Task A: Transcribe the passage of the post about guarding your heart and mind from "I don’t want to see this –" to "by lion posts.".
Task B: In the post about guarding your heart and mind, why does the writer keep stricter boundaries as an adult than as a child or teenager? Answer in one to three sentences.
Task C: Resume the post about guarding your heart and mind, picking up after its final sentence.

— Start Provided text —

I don’t want to see this – protecting my heart and mind


 

That little downward arrow on the right side of my friend’s Facebook posts have been getting a lot of action from me lately. “I don’t want to see this” seems to be a daily click on my part. I have used this on explicit sexual posts, crude humour posts, numerous beheading posts, breastfeeding triplets on the beach posts, and watch this person be ripped apart by lion posts. 

 

I realize as an adult that people have the right and freedom to post what they will, and I have the right and freedom to block as I will. This is not an argument to ask people to stop posting these types of materials, even though child beheadings and glow in the dark penis battles are not exactly breakfast reading material in my eyes, but I will save THAT post for another day.

 

My purpose today is to challenge us all, that in a world that is increasingly evil, and perverse, we must be more diligent to protect our own eyes, ears, and hearts. We are more sensitive than we think.

 

One of the MOST IMPORTANT roles of a parent is to guard our child’s hearts. We do this through protecting what they see, what they hear and what they do. Most parents do an amazing job at this, and some, well let’s just say Saw 3 is probably not the best bonding movie with your 3-year-old son. (sigh)

 

My teens, who fight me on this on a minute-by-minute basis, assume that when they turn into an adult they can do what they want, watch what they want, and listen to what they want.  My teens live under this fantasy that once they break out from underneath our authority it will be a smorgasbord of freedom, including zombie video games, and explicit rap music.

 

What they don’t realize is, is that when you get older life gets harder, tragedies get closer to home, heart breaks last longer, grief cuts deeper, and our hearts and minds constantly wrestle with, is it all worth it. In adulthood we spend many, many of our years trying to heal our hearts from life events.

 

If you are human, then you will know this to be true. 

 

I try as often as I can to explain to my children that I have stronger and stricter boundaries for myself now as an adult than I ever did as a child or a teenager.  I don’t do it out of religious rules, I don’t do it to prove a point to others, I do it to protect what is still soft and untouched in my heart, and in my life, to preserve my thoughts for what is good, and to diminish the fears and horrors my imagination likes to fixate on.

— End Provided text —
— Start Information given —

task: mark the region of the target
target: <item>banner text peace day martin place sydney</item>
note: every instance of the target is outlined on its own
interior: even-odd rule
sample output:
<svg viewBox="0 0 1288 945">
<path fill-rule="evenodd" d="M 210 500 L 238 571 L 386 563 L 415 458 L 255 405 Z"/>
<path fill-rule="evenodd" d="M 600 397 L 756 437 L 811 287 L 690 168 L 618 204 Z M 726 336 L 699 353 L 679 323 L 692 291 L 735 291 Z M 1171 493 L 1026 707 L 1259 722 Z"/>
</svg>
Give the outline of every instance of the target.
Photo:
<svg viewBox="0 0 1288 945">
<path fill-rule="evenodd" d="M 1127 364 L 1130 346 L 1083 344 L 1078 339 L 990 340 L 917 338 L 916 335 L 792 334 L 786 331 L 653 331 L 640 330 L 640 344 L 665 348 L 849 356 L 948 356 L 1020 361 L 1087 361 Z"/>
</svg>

— End Information given —

Task result A:
I don’t want to see this – protecting my heart and mind


 

That little downward arrow on the right side of my friend’s Facebook posts have been getting a lot of action from me lately. “I don’t want to see this” seems to be a daily click on my part. I have used this on explicit sexual posts, crude humour posts, numerous beheading posts, breastfeeding triplets on the beach posts, and watch this person be ripped apart by lion posts.

Task result B: The writer keeps these boundaries to protect what is still soft and untouched in their heart and life. They also want to keep their thoughts on what is good and to lessen the fears and horrors their imagination tends to fixate on. They say they don't do it out of religious rules or to prove a point to others.

Task result C:
Take my marriage for example. For me to treasure and guard my marriage from bitterness, discontentment, and an adulterous wandering mind, I start with my thoughts. Several years ago, I was knee-high in motherhood. I was a very exhausted, overwhelmed, frumpy, stay at home mother (I still am, I just get to shower more often). I was eager to get in shape and my go to treadmill show was MAD MEN. I LOVED that show! I loved the accuracy of the time period, the writing, the dialogue, the intriguing characters, and the deep bang on insight into the weariness of motherhood. I was hooked. Slowly the show began to focus on the mother’s desire for more, for adventure, and romance, and soon the plot line took me into their twists and turns of adultery and feeling alive because of the affairs and sexual passions. She got to escape motherhood and feel like a desirable woman, I gawked as I folded laundry. 

 

I could feel the longing rise up in me, and not that it is a bad thing to desire to feel like a woman and not a milk jug. However, there was this warning in my heart not to go there, and so I stopped watching the show. I loved my husband too much to start building a taste for a passionate affair.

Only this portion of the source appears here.